= What is asked =
Convert the rows, from the first one through the line containing "Now the bokeh", into a Markdown table with the columns "Row" and "Line", and omit blank lines and pictures.

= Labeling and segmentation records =
^^^^^^^^

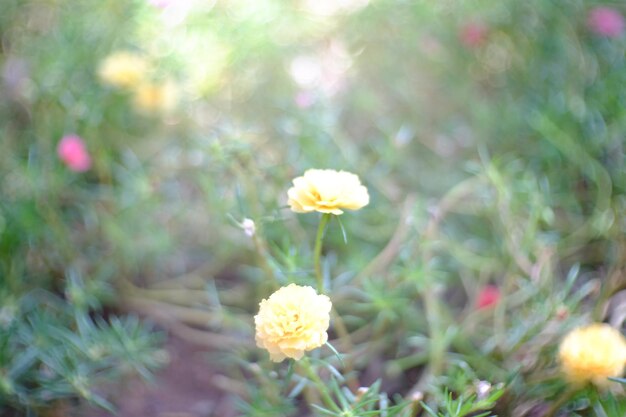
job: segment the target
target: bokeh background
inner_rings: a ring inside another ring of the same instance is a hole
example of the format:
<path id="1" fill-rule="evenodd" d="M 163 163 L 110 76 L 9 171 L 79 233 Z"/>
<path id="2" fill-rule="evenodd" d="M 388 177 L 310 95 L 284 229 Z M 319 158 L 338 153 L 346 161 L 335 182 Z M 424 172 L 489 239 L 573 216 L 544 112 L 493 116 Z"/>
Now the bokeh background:
<path id="1" fill-rule="evenodd" d="M 274 280 L 313 285 L 318 217 L 286 190 L 333 168 L 371 196 L 325 241 L 359 385 L 486 380 L 494 413 L 542 415 L 563 333 L 626 316 L 625 15 L 2 0 L 0 413 L 308 415 L 252 317 Z"/>

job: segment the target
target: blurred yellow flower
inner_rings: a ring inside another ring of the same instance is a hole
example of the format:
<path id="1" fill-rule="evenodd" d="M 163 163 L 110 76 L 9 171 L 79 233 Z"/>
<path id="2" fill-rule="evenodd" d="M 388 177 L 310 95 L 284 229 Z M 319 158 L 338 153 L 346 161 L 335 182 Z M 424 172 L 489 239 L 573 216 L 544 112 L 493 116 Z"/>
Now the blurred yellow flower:
<path id="1" fill-rule="evenodd" d="M 332 169 L 307 170 L 293 180 L 287 195 L 289 207 L 296 213 L 342 214 L 341 209 L 358 210 L 370 201 L 358 176 Z"/>
<path id="2" fill-rule="evenodd" d="M 149 69 L 145 58 L 132 52 L 114 52 L 100 63 L 98 75 L 106 84 L 114 87 L 136 86 Z"/>
<path id="3" fill-rule="evenodd" d="M 559 348 L 566 379 L 574 385 L 609 383 L 620 377 L 626 364 L 626 339 L 608 324 L 595 323 L 568 333 Z"/>
<path id="4" fill-rule="evenodd" d="M 176 107 L 178 88 L 172 81 L 165 81 L 162 84 L 144 83 L 135 89 L 133 102 L 142 112 L 168 112 Z"/>
<path id="5" fill-rule="evenodd" d="M 330 298 L 311 287 L 290 284 L 261 301 L 254 316 L 256 344 L 266 349 L 270 359 L 301 359 L 304 352 L 328 340 Z"/>

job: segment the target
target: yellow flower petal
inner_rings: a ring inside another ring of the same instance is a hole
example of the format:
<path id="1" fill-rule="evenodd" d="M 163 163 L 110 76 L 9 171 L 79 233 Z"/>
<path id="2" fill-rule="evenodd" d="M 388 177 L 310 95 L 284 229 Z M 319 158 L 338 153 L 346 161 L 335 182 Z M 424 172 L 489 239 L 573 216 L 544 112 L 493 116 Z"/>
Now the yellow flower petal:
<path id="1" fill-rule="evenodd" d="M 325 295 L 311 287 L 290 284 L 261 301 L 254 316 L 255 340 L 266 349 L 270 359 L 300 359 L 305 351 L 322 346 L 328 340 L 332 304 Z"/>
<path id="2" fill-rule="evenodd" d="M 309 169 L 287 190 L 288 204 L 296 213 L 317 211 L 339 215 L 369 204 L 369 194 L 359 177 L 346 171 Z"/>
<path id="3" fill-rule="evenodd" d="M 626 339 L 608 324 L 595 323 L 568 333 L 559 347 L 565 378 L 574 385 L 609 383 L 620 377 L 626 364 Z"/>

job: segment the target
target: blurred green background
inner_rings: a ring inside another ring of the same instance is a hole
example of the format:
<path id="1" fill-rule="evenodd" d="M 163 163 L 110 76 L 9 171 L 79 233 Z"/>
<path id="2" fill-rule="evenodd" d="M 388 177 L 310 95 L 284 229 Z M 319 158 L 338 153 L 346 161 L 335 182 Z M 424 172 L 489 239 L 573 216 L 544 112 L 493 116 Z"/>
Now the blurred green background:
<path id="1" fill-rule="evenodd" d="M 296 397 L 258 392 L 271 375 L 250 376 L 267 359 L 252 316 L 269 275 L 313 285 L 318 219 L 286 209 L 286 190 L 333 168 L 372 197 L 342 216 L 348 244 L 331 227 L 325 248 L 361 383 L 410 394 L 430 336 L 449 353 L 430 398 L 464 392 L 467 366 L 507 384 L 501 415 L 534 415 L 520 409 L 562 389 L 542 372 L 563 331 L 623 324 L 624 15 L 590 0 L 3 0 L 0 412 L 111 408 L 101 381 L 148 377 L 167 333 L 246 384 L 225 384 L 237 415 L 296 415 Z M 466 323 L 488 284 L 509 302 Z M 424 318 L 425 293 L 453 330 Z"/>

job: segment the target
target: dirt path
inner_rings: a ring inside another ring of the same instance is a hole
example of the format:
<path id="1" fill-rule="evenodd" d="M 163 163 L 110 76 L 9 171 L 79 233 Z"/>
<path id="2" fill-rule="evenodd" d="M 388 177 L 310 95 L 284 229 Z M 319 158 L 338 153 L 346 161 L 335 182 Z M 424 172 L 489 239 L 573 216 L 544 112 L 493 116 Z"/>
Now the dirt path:
<path id="1" fill-rule="evenodd" d="M 169 337 L 170 356 L 166 368 L 153 383 L 138 378 L 110 387 L 110 398 L 117 415 L 85 409 L 81 416 L 93 417 L 234 417 L 232 397 L 212 382 L 216 371 L 206 351 Z"/>

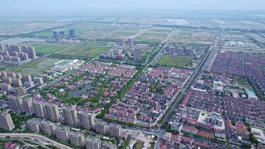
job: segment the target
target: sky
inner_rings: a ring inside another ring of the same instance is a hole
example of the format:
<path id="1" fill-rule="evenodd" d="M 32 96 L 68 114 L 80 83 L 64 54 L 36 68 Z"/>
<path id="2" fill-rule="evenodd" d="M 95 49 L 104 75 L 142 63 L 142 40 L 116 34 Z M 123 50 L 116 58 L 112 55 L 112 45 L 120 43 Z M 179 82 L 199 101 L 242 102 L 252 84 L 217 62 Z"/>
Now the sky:
<path id="1" fill-rule="evenodd" d="M 0 0 L 1 12 L 147 9 L 265 10 L 265 0 Z"/>

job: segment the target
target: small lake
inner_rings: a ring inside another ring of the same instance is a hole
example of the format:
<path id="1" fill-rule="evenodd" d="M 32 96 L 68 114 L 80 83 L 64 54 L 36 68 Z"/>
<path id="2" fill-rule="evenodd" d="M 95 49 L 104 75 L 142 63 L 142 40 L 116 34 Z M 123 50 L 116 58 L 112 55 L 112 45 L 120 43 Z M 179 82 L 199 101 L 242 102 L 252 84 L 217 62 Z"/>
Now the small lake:
<path id="1" fill-rule="evenodd" d="M 69 91 L 69 95 L 71 97 L 78 97 L 81 94 L 83 94 L 87 89 L 90 89 L 92 88 L 92 86 L 90 84 L 85 84 L 84 88 L 81 90 L 78 90 L 76 91 Z"/>
<path id="2" fill-rule="evenodd" d="M 36 38 L 12 38 L 0 41 L 0 44 L 17 44 L 25 42 L 35 41 L 37 42 L 43 42 L 46 40 Z"/>

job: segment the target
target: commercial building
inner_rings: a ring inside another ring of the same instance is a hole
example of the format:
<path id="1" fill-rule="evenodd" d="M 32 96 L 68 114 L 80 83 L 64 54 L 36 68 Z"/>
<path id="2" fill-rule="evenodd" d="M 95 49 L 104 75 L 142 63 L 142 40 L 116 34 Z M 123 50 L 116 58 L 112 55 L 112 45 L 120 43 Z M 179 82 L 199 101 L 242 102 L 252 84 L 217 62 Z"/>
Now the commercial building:
<path id="1" fill-rule="evenodd" d="M 94 118 L 96 115 L 88 111 L 80 111 L 79 112 L 80 124 L 87 129 L 93 129 L 95 126 Z"/>
<path id="2" fill-rule="evenodd" d="M 65 142 L 69 140 L 70 130 L 69 128 L 57 126 L 55 128 L 55 131 L 57 139 Z"/>
<path id="3" fill-rule="evenodd" d="M 40 123 L 41 130 L 46 134 L 53 136 L 55 135 L 55 124 L 49 121 L 42 121 Z"/>
<path id="4" fill-rule="evenodd" d="M 78 125 L 78 112 L 75 107 L 63 107 L 62 111 L 65 123 L 70 125 Z"/>
<path id="5" fill-rule="evenodd" d="M 85 146 L 84 136 L 81 133 L 72 131 L 70 133 L 70 139 L 72 145 L 79 147 Z"/>
<path id="6" fill-rule="evenodd" d="M 96 131 L 101 134 L 106 134 L 106 123 L 98 121 L 95 123 L 95 129 Z"/>
<path id="7" fill-rule="evenodd" d="M 120 137 L 121 135 L 121 125 L 111 124 L 109 126 L 109 135 L 111 136 Z"/>
<path id="8" fill-rule="evenodd" d="M 41 130 L 40 123 L 42 120 L 37 118 L 32 118 L 26 122 L 27 128 L 33 132 L 38 132 Z"/>
<path id="9" fill-rule="evenodd" d="M 8 96 L 8 99 L 12 111 L 21 113 L 25 111 L 22 102 L 22 99 L 11 95 Z"/>
<path id="10" fill-rule="evenodd" d="M 138 62 L 141 60 L 142 55 L 142 50 L 139 48 L 135 48 L 133 50 L 134 61 Z"/>
<path id="11" fill-rule="evenodd" d="M 116 149 L 116 145 L 109 142 L 103 142 L 102 143 L 102 149 Z"/>
<path id="12" fill-rule="evenodd" d="M 15 128 L 9 113 L 7 112 L 0 113 L 0 127 L 9 131 L 11 131 Z"/>
<path id="13" fill-rule="evenodd" d="M 39 100 L 35 100 L 32 102 L 32 106 L 36 117 L 43 119 L 45 117 L 44 103 Z"/>
<path id="14" fill-rule="evenodd" d="M 86 149 L 101 149 L 101 141 L 99 138 L 88 137 L 85 139 Z"/>
<path id="15" fill-rule="evenodd" d="M 52 121 L 60 121 L 58 106 L 53 103 L 46 103 L 44 104 L 44 111 L 48 119 Z"/>
<path id="16" fill-rule="evenodd" d="M 32 100 L 31 98 L 27 98 L 23 100 L 24 110 L 27 115 L 31 115 L 34 113 Z"/>

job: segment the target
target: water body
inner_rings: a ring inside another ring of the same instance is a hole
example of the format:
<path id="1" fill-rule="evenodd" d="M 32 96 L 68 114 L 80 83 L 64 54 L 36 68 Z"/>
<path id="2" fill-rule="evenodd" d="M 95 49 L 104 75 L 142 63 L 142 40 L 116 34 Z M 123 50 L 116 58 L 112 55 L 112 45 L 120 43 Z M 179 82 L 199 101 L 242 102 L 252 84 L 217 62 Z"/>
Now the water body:
<path id="1" fill-rule="evenodd" d="M 76 91 L 69 91 L 69 95 L 71 97 L 78 97 L 81 94 L 83 94 L 87 89 L 90 89 L 92 88 L 92 86 L 90 84 L 85 84 L 84 88 L 81 90 L 78 90 Z"/>
<path id="2" fill-rule="evenodd" d="M 36 38 L 12 38 L 0 41 L 0 44 L 17 44 L 25 42 L 35 41 L 37 42 L 43 42 L 46 40 Z"/>

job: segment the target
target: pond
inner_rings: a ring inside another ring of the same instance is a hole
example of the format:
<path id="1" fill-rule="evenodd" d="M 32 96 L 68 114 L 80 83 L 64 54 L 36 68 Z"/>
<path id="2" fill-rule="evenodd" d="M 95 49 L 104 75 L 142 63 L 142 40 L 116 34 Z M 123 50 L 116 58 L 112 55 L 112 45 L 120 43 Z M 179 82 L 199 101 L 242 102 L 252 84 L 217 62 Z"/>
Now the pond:
<path id="1" fill-rule="evenodd" d="M 70 91 L 69 95 L 71 97 L 78 97 L 83 94 L 85 91 L 86 91 L 86 90 L 91 89 L 92 88 L 92 86 L 90 84 L 85 84 L 84 88 L 81 90 Z"/>

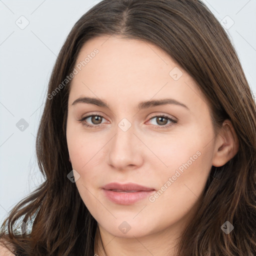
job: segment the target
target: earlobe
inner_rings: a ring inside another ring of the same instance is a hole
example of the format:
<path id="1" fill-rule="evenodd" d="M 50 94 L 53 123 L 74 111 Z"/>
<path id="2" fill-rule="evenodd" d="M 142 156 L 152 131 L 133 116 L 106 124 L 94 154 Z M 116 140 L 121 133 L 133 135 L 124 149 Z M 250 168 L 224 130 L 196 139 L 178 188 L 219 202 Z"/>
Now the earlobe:
<path id="1" fill-rule="evenodd" d="M 212 166 L 222 166 L 236 154 L 238 140 L 230 120 L 226 120 L 217 135 L 212 158 Z"/>

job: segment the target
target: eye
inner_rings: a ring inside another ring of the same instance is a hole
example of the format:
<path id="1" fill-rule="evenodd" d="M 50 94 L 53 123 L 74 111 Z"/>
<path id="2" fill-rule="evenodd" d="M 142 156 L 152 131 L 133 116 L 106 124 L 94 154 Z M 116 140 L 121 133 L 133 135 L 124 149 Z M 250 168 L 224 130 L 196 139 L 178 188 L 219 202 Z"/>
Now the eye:
<path id="1" fill-rule="evenodd" d="M 154 122 L 153 124 L 158 126 L 156 127 L 156 128 L 166 128 L 177 123 L 177 121 L 174 120 L 168 116 L 165 116 L 164 114 L 153 116 L 150 118 L 150 120 L 153 120 L 154 119 L 156 119 L 156 120 L 154 122 Z M 168 123 L 168 122 L 169 122 Z"/>
<path id="2" fill-rule="evenodd" d="M 90 122 L 89 124 L 86 124 L 88 123 L 88 121 L 86 120 L 86 119 L 88 119 L 88 120 L 90 120 Z M 83 125 L 86 126 L 87 127 L 95 127 L 100 124 L 103 119 L 105 118 L 99 114 L 92 114 L 90 116 L 87 116 L 82 118 L 82 119 L 79 120 L 79 121 L 82 122 Z"/>

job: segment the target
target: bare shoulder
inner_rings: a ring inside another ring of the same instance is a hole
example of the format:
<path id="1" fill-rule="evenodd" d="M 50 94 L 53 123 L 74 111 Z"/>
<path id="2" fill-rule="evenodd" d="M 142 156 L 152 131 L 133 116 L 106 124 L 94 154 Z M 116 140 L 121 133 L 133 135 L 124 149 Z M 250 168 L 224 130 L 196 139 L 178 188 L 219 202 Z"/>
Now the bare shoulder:
<path id="1" fill-rule="evenodd" d="M 10 252 L 6 247 L 4 247 L 1 243 L 2 240 L 0 239 L 0 256 L 15 256 L 15 255 Z"/>

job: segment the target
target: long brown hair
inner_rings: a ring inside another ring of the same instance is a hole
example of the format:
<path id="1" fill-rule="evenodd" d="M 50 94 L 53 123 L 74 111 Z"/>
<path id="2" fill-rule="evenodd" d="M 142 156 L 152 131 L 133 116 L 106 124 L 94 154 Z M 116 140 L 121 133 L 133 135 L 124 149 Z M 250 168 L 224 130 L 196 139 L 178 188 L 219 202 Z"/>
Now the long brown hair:
<path id="1" fill-rule="evenodd" d="M 66 176 L 72 170 L 66 135 L 70 82 L 53 96 L 52 92 L 72 72 L 86 40 L 114 34 L 165 50 L 197 82 L 216 132 L 228 118 L 238 138 L 236 154 L 222 166 L 212 166 L 177 255 L 256 255 L 256 105 L 228 36 L 199 0 L 104 0 L 77 22 L 56 60 L 37 134 L 46 180 L 13 208 L 0 238 L 23 256 L 94 254 L 96 222 Z M 21 221 L 31 224 L 22 235 L 16 230 Z M 220 228 L 226 221 L 234 227 L 229 234 Z"/>

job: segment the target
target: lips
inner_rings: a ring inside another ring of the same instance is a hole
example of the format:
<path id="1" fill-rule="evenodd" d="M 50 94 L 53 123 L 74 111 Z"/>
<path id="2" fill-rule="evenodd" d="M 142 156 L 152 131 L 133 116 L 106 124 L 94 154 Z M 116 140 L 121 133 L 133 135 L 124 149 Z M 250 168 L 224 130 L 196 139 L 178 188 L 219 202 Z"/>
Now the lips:
<path id="1" fill-rule="evenodd" d="M 118 182 L 112 182 L 103 187 L 106 190 L 112 190 L 117 192 L 137 192 L 138 191 L 151 191 L 154 190 L 153 188 L 147 188 L 135 183 L 126 183 L 120 184 Z"/>
<path id="2" fill-rule="evenodd" d="M 106 198 L 112 202 L 118 204 L 132 204 L 150 196 L 155 190 L 136 184 L 128 183 L 120 184 L 110 183 L 102 188 Z"/>

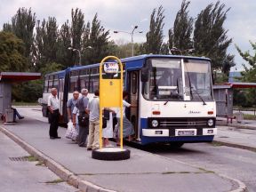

^^^^^^^^

= Complete answer =
| Row | Line |
|---|---|
| 1 | job: segment the target |
| 2 | target: bokeh background |
| 3 | inner_rings: a ring inside another ring of the same instance is a hole |
| 4 | example of the format: |
| 5 | <path id="1" fill-rule="evenodd" d="M 163 163 L 110 76 L 9 171 L 79 233 Z"/> |
| 6 | <path id="2" fill-rule="evenodd" d="M 388 177 L 310 95 L 284 229 Z M 319 158 L 338 153 L 346 161 L 335 182 Z M 424 172 L 489 239 L 573 216 L 544 112 L 493 116 Z"/> |
| 7 | Now the bokeh background: |